(Position annotation records)
____
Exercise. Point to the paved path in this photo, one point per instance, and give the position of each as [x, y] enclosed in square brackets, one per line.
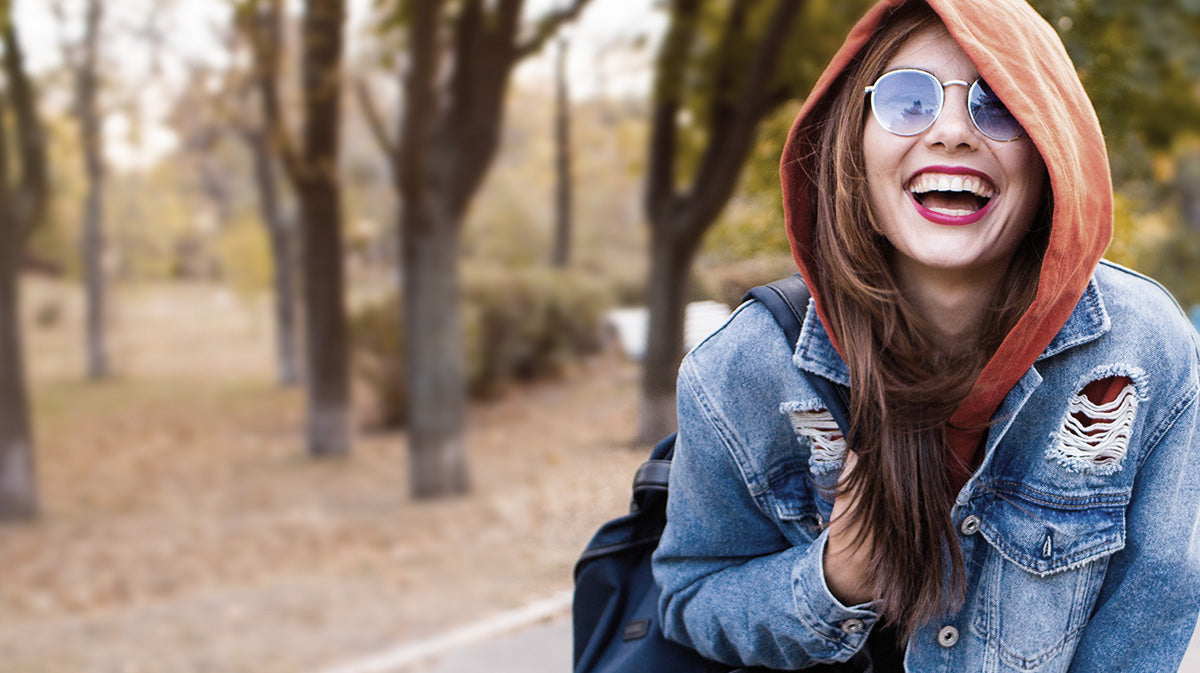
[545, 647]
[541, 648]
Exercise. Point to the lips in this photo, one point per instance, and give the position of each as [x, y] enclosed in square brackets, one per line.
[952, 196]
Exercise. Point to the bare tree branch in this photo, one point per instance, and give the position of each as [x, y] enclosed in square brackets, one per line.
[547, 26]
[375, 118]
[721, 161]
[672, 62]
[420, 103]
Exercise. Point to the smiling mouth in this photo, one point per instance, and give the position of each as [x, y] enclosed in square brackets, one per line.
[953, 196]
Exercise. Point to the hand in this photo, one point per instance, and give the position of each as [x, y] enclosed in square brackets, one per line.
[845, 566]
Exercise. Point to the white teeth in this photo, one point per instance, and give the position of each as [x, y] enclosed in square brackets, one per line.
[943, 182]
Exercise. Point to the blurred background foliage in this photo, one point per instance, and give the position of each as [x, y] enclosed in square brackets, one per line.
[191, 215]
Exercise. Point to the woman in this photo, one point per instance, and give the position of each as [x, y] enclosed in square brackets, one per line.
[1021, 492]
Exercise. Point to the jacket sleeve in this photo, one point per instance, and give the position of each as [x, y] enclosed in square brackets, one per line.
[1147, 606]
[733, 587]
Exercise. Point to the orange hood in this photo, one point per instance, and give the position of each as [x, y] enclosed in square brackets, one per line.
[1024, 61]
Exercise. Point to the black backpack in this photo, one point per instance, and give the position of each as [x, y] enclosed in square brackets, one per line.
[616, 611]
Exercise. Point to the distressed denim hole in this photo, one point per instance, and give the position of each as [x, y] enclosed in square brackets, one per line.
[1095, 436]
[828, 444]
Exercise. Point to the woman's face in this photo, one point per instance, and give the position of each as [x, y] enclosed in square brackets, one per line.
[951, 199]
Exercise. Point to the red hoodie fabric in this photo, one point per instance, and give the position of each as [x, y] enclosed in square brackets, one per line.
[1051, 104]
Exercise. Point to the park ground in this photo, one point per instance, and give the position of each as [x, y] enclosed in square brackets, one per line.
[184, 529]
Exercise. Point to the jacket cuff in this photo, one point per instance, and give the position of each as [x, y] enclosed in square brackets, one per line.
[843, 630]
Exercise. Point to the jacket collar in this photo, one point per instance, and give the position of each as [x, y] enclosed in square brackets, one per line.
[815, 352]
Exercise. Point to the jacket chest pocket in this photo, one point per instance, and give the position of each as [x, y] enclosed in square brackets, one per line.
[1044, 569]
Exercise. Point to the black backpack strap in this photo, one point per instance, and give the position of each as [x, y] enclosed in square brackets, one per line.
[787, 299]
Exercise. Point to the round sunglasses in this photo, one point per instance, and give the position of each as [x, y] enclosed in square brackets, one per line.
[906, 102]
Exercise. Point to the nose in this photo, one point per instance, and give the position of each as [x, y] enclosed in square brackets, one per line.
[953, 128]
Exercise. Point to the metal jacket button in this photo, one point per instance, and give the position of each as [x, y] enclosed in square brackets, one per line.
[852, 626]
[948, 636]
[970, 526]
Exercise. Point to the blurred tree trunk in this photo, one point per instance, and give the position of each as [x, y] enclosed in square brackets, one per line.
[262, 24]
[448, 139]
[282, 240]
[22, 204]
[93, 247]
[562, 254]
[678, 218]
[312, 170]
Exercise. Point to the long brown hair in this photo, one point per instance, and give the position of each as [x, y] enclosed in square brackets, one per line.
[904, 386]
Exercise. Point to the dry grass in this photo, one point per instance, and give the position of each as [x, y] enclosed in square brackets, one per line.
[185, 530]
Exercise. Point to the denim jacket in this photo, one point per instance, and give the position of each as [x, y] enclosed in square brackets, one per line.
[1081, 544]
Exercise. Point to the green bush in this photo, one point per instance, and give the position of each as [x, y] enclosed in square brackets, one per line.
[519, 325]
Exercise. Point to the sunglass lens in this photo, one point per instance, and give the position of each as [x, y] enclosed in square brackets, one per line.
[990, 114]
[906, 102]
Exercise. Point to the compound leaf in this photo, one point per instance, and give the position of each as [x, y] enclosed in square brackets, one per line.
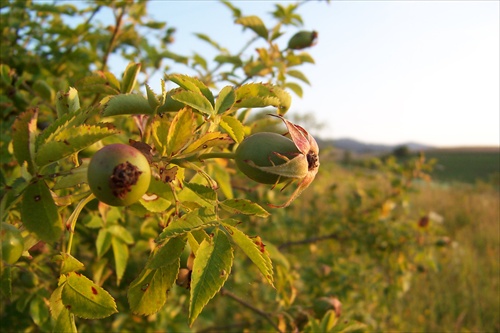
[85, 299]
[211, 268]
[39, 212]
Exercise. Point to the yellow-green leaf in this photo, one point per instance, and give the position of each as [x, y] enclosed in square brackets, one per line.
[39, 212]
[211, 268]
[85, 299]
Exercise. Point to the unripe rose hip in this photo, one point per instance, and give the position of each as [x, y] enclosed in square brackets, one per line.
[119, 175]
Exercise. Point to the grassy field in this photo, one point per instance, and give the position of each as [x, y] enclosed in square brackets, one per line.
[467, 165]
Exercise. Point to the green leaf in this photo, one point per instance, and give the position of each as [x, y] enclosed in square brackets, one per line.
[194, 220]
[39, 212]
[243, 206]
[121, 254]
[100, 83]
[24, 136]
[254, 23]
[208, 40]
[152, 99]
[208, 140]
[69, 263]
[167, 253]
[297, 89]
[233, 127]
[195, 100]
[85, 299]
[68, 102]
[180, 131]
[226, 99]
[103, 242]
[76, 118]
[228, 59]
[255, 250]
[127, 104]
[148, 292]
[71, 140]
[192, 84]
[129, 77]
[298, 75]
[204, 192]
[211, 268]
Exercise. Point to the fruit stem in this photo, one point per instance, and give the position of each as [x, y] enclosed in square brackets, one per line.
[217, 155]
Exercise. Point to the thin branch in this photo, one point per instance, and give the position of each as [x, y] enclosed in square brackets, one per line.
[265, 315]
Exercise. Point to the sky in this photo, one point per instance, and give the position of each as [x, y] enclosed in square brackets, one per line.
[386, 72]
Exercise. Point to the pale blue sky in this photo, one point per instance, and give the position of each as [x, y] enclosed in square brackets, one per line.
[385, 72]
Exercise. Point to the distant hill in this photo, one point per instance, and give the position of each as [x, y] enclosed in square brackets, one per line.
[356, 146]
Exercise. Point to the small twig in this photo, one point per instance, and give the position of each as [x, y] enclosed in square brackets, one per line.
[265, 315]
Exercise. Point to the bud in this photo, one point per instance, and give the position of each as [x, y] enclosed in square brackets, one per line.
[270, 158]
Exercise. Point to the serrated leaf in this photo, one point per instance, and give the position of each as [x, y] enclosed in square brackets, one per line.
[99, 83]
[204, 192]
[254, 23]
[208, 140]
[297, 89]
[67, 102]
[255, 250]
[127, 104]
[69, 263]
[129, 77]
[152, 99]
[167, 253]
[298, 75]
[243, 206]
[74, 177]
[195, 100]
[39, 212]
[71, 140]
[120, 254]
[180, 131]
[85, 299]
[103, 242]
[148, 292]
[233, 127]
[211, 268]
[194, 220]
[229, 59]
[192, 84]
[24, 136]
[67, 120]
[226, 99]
____
> [WORK TO DO]: Take the listing above and restate it word for word, without its pictures.

> [OUTPUT FOR THIS TASK]:
Exercise. Point to the paved path in this photo, one point per instance, and give the position of each as [x, y] enclosed in square brackets, one per line.
[545, 647]
[541, 648]
Exercise. Point to the lips in this photo, one point per instance, and give the position of each as [x, y] enclosed in square brackets, one per line.
[952, 196]
Exercise. Point to the bare tree branch in this photo, one point per instance, and give the position of each as [x, y] enclosed in square brackets, one per line.
[547, 26]
[375, 118]
[721, 161]
[672, 62]
[420, 103]
Exercise. Point to the smiling mouth in this photo, one point per instance, and give the position of each as [x, y] enclosed in square brackets, one per line.
[953, 196]
Exercise. Point to the hand in this photo, one point per instance, and give the position of each as [x, y] enclosed in square brackets, one per line.
[845, 566]
Exercise. Point to the white teeth in this photo, one point per instance, and give the position of each as [x, y] enclosed in square brackets, one per line.
[943, 182]
Exercise. Point to the blurred background foliage in this photo, one point per instance, and give the position of each as [x, y] enclosed in square brackets, one per line.
[191, 215]
Exercise. Point to the woman in this photo, one point per instance, and give the position of each as [x, y] enclosed in square brackets, one per line.
[1021, 492]
Exercise. Point to the jacket sleeve in this photo, one point per instance, and give the position of each as [x, y] enclosed in square brackets, one per line.
[1147, 606]
[733, 587]
Exercise. Point to the orange hood in this photo, one point per instance, and give the position of each as [x, y] enclosed in square brackets, one per line.
[1024, 61]
Exercise. Point to the black backpack in this photo, one point per instance, and give the position of each as [x, y] enclosed in square brackets, one per line.
[616, 611]
Exercise. Point to the distressed denim hole in this photo, one point per instance, and give the position of each as [x, y] enclosed in square brackets, one per line.
[1095, 436]
[828, 444]
Exercise. Point to the woman's face in this photo, one point per instance, and give the position of each as [x, y] enclosed in square brackets, one per line.
[951, 199]
Exercise. Point to the red hoodie fabric in this photo, one point per instance, and give the position of each as [x, y] enclosed in square brackets, one per line.
[1051, 104]
Exercise. Point to the park ground in this photo, one point per instance, and give the position of each as [x, y] enclosed in square brackets, one per line.
[184, 529]
Exercise. Point to the jacket cuff in this photo, one point per instance, and give the position of each as [x, y] enclosed in square brackets, one per line.
[843, 630]
Exercise. Point to the jacket collar in this photo, one point per instance, and give the position of each as [x, y] enclosed in square brackets, one per line.
[815, 352]
Exercise. Point to the jacket chest pocket in this photo, one point per instance, and give the position of each as [x, y] enclosed in square brackets, one per line.
[1044, 569]
Exercise. Point to the black backpack strap in this photo, one point per instance, and give the position of each as [x, y] enclosed in square brackets, one per line.
[787, 299]
Exercise. Point to the round sunglasses in this photo, one point per instance, and give the position of each as [x, y] enclosed in square brackets, one per line.
[906, 102]
Exercise. Point to the nose in this photo, one point per instance, and give the position of each as [x, y] enclosed in square brackets, one per line.
[953, 128]
Exercise. Point to the metal jacket button in this photo, one point per instance, and give the position of each as [x, y] enclosed in square brackets, one per line.
[852, 626]
[948, 636]
[970, 526]
Exercise. Point to the blurred tree trunk in this photo, one point per instance, and give the position of each as [x, y] enclosed in square brackets, one per line.
[262, 24]
[448, 139]
[282, 240]
[22, 204]
[93, 247]
[562, 254]
[678, 218]
[312, 170]
Exercise. Point to the long brown hair in this photo, one point per instance, and give the position of each as [x, y] enclosed in square brackets, one per line.
[904, 386]
Exercise. Point to the dry grass in this photo, one point per instance, and give the position of each as [x, y] enclosed in square brackets, one per line.
[185, 530]
Exercise. Point to the denim jacket in this photo, one point per instance, and give the position of each as [x, y] enclosed in square brackets, one per line.
[1081, 544]
Exercise. Point to the green bush in this photo, one point per instance, and give the position of each as [x, y] enclosed in square brackets, one per line.
[519, 325]
Exercise. Point to the sunglass lens in this photo, one point per instance, and give the position of each as [x, y] enclosed in square brackets, one per line.
[990, 114]
[906, 102]
Exercise. Point to the compound leaf in this photo, one point per instance, and give the position of each as [x, y] enclosed in square brackets, one per line.
[85, 299]
[211, 268]
[39, 212]
Exercise. Point to the yellow-green leaf in this photo, one point per instance, and give the position of each as [x, y] enclosed in square brackets, one per line.
[39, 212]
[211, 268]
[85, 299]
Exercise. Point to the unripe rose hip in this photo, one point per instance, and give the position of each as [x, y] enclosed in square brackets, one per line.
[119, 175]
Exercise. Point to the grassy field in this photo, one point per instance, and give the position of each as [x, y] enclosed in square brackets, one per line.
[467, 165]
Exercise. Point to the green leaf in this photo, one point per instance, and give the position of each as [x, y] enclosed in square brackets, one per line.
[194, 220]
[39, 212]
[243, 206]
[121, 254]
[100, 83]
[24, 136]
[254, 23]
[208, 40]
[152, 99]
[208, 140]
[69, 263]
[167, 253]
[297, 89]
[233, 127]
[195, 100]
[85, 299]
[68, 102]
[180, 131]
[226, 99]
[103, 242]
[76, 118]
[228, 59]
[255, 250]
[127, 104]
[148, 292]
[71, 140]
[192, 84]
[129, 77]
[298, 75]
[204, 192]
[211, 268]
Exercise. Point to the fruit stem in this photo, one point per instance, and give the position of each as [x, y] enclosed in square brackets, one per line.
[217, 155]
Exercise. Point to the thin branch in this photo, one point per instance, and give the position of each as [x, y] enclosed in square brackets, one per line.
[265, 315]
Exercise. Point to the sky in this photo, one point per instance, and give the position of each as [x, y] enclosed in square brackets, one per line.
[386, 72]
Exercise. Point to the pale blue sky in this photo, one point per instance, and give the position of each as [x, y] enclosed in square brackets, one per line.
[385, 72]
Exercise. Point to the distant hill in this photo, one point per instance, and give the position of each as [x, y] enclosed in square brackets, one per line.
[356, 146]
Exercise. Point to the small twig in this photo, one point per instance, and give the position of each as [x, y] enclosed in square brackets, one per line.
[265, 315]
Exercise. Point to the bud in this photo, one point per instance, and give the position of each as [x, y] enclosed in square brackets, one per line.
[270, 158]
Exercise. Point to the serrated leaf in this photo, one point per instance, and give the position of each as [x, y] enclosed in square brackets, one per line.
[99, 83]
[204, 192]
[254, 23]
[208, 140]
[297, 89]
[67, 102]
[255, 250]
[127, 104]
[69, 263]
[129, 77]
[152, 99]
[167, 253]
[298, 75]
[243, 206]
[74, 177]
[195, 100]
[39, 212]
[71, 140]
[120, 254]
[180, 131]
[85, 299]
[103, 242]
[148, 292]
[233, 127]
[211, 268]
[194, 220]
[229, 59]
[192, 84]
[24, 136]
[67, 120]
[226, 99]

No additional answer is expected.